Retype the material that follows, keeping every word as it is.

--- begin Given records ---

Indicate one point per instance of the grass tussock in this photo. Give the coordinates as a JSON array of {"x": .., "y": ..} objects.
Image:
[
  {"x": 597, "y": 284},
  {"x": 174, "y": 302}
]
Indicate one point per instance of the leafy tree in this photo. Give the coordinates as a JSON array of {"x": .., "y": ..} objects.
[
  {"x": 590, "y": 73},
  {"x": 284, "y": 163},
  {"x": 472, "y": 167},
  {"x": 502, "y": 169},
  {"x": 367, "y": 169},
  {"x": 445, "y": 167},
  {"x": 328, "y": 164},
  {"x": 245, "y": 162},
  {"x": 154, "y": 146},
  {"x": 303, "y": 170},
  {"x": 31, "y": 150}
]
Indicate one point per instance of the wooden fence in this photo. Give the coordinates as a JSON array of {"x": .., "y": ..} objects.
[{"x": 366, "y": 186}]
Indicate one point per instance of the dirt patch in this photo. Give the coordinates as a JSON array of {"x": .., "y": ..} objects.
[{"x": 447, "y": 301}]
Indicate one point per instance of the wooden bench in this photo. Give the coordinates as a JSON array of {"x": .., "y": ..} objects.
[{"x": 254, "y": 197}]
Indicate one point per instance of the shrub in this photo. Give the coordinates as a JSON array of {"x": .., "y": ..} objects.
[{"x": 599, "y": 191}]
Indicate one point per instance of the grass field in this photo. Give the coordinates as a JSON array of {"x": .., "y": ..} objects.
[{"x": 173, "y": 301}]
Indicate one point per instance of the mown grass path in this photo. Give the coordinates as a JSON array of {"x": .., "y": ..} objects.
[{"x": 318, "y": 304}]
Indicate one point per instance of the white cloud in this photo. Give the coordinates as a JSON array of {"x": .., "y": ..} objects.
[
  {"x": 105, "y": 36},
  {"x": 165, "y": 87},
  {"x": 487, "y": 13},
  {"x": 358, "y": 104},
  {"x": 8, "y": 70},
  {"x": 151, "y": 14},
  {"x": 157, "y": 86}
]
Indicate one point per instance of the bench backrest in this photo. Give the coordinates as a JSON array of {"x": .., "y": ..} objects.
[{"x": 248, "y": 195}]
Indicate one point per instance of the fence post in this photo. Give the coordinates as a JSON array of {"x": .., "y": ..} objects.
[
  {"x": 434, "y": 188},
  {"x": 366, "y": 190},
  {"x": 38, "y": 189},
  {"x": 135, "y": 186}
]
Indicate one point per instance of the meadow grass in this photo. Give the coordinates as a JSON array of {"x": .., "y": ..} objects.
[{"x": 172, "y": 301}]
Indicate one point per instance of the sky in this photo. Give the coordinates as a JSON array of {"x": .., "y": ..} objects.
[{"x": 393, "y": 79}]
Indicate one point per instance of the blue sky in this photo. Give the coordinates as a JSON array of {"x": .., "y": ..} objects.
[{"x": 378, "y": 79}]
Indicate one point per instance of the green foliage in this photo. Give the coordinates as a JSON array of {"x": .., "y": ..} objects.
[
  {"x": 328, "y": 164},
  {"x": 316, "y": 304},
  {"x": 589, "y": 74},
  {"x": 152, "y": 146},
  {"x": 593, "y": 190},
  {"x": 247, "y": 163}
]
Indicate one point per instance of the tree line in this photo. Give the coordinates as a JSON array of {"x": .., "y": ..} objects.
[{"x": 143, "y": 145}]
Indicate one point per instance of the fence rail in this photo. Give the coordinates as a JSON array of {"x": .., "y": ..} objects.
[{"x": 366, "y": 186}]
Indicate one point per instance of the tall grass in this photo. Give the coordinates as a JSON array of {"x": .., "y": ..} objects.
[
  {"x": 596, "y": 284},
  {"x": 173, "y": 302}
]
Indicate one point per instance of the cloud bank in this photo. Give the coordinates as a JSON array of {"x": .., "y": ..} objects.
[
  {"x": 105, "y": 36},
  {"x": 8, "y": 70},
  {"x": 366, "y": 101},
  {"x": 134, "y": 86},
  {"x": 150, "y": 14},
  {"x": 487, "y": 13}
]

--- end Given records ---

Answer to the exercise —
Indicate one point per instance of the grass tussock in this photo. Give the coordinates as a JSON array of {"x": .., "y": ..} objects.
Image:
[
  {"x": 597, "y": 284},
  {"x": 174, "y": 302}
]
Indicate one point per instance of the leafy tree in this photo. Give the coordinates as a JSON array of {"x": .., "y": ..} objects.
[
  {"x": 590, "y": 73},
  {"x": 284, "y": 163},
  {"x": 472, "y": 167},
  {"x": 502, "y": 169},
  {"x": 367, "y": 169},
  {"x": 445, "y": 167},
  {"x": 328, "y": 164},
  {"x": 245, "y": 162},
  {"x": 154, "y": 146},
  {"x": 303, "y": 170},
  {"x": 31, "y": 150}
]
Indicate one point per instance of the wooden fence in this photo. Give the coordinates as a JSON array of {"x": .., "y": ..} objects.
[{"x": 366, "y": 186}]
Indicate one point per instance of the dirt patch in this photo. Give the coordinates as a JSON array of {"x": .., "y": ..} objects.
[{"x": 447, "y": 301}]
Indicate one point per instance of the wooden bench in this photo. Give the coordinates as a JSON array of {"x": .., "y": ..} objects.
[{"x": 254, "y": 197}]
Indicate one point per instance of the shrub in this photo. Give the coordinates as a JSON array of {"x": .., "y": ..} objects.
[{"x": 599, "y": 191}]
Indicate one point per instance of the grass field in this photo. Give the coordinates as a JSON array of {"x": .., "y": ..} objects.
[{"x": 173, "y": 301}]
Indicate one point per instance of the mown grass path in this photo. Give the coordinates as a JSON array of {"x": .., "y": ..} objects.
[{"x": 318, "y": 304}]
Indicate one point per instance of the white cloud in this photo. Give the coordinates as a JSON array of {"x": .., "y": ..} objects.
[
  {"x": 105, "y": 36},
  {"x": 165, "y": 87},
  {"x": 487, "y": 13},
  {"x": 358, "y": 104},
  {"x": 8, "y": 70},
  {"x": 151, "y": 14},
  {"x": 157, "y": 86}
]
Indicate one point per instance of the bench backrest in this photo. Give the coordinates as a JSON array of {"x": .., "y": ..} objects.
[{"x": 248, "y": 195}]
Indicate one point per instance of the fence post in this photo. Give the coordinates as a JSON array of {"x": .., "y": ..} objects.
[
  {"x": 434, "y": 188},
  {"x": 366, "y": 190},
  {"x": 38, "y": 189},
  {"x": 135, "y": 186}
]
Indicate one point per instance of the meadow grass in this photo. Give the coordinates as a JSON array of {"x": .., "y": ..} objects.
[{"x": 172, "y": 301}]
Indicate one point per instance of the sky in this photo. Give the coordinates as a JSON array of {"x": .., "y": ..} objects.
[{"x": 393, "y": 79}]
Indicate one point per instance of the blue sky in this photo. Give the coordinates as a JSON array of {"x": .., "y": ..} objects.
[{"x": 378, "y": 79}]
Indicate one point per instance of the green foliage in this photo. Give the coordinates as a JSON array of {"x": .., "y": ..} objects.
[
  {"x": 328, "y": 164},
  {"x": 316, "y": 304},
  {"x": 589, "y": 74},
  {"x": 152, "y": 146},
  {"x": 593, "y": 190},
  {"x": 247, "y": 163}
]
Indicate one point per instance of the tree line in this photo. Give the coordinates as a JSON array of {"x": .., "y": ..} objects.
[{"x": 143, "y": 145}]
Indicate one point per instance of the fence rail in this photo. Give the coordinates as a JSON array of {"x": .., "y": ..} objects.
[{"x": 366, "y": 186}]
Indicate one point per instance of the tall grass in this photo. Give the coordinates as a JSON array of {"x": .., "y": ..} objects.
[
  {"x": 596, "y": 284},
  {"x": 173, "y": 302}
]
Indicate one point per instance of the cloud bank in this photo. Give the coordinates as a JSON array of {"x": .., "y": ..} objects.
[
  {"x": 105, "y": 36},
  {"x": 8, "y": 70},
  {"x": 366, "y": 101},
  {"x": 134, "y": 86},
  {"x": 150, "y": 14},
  {"x": 487, "y": 13}
]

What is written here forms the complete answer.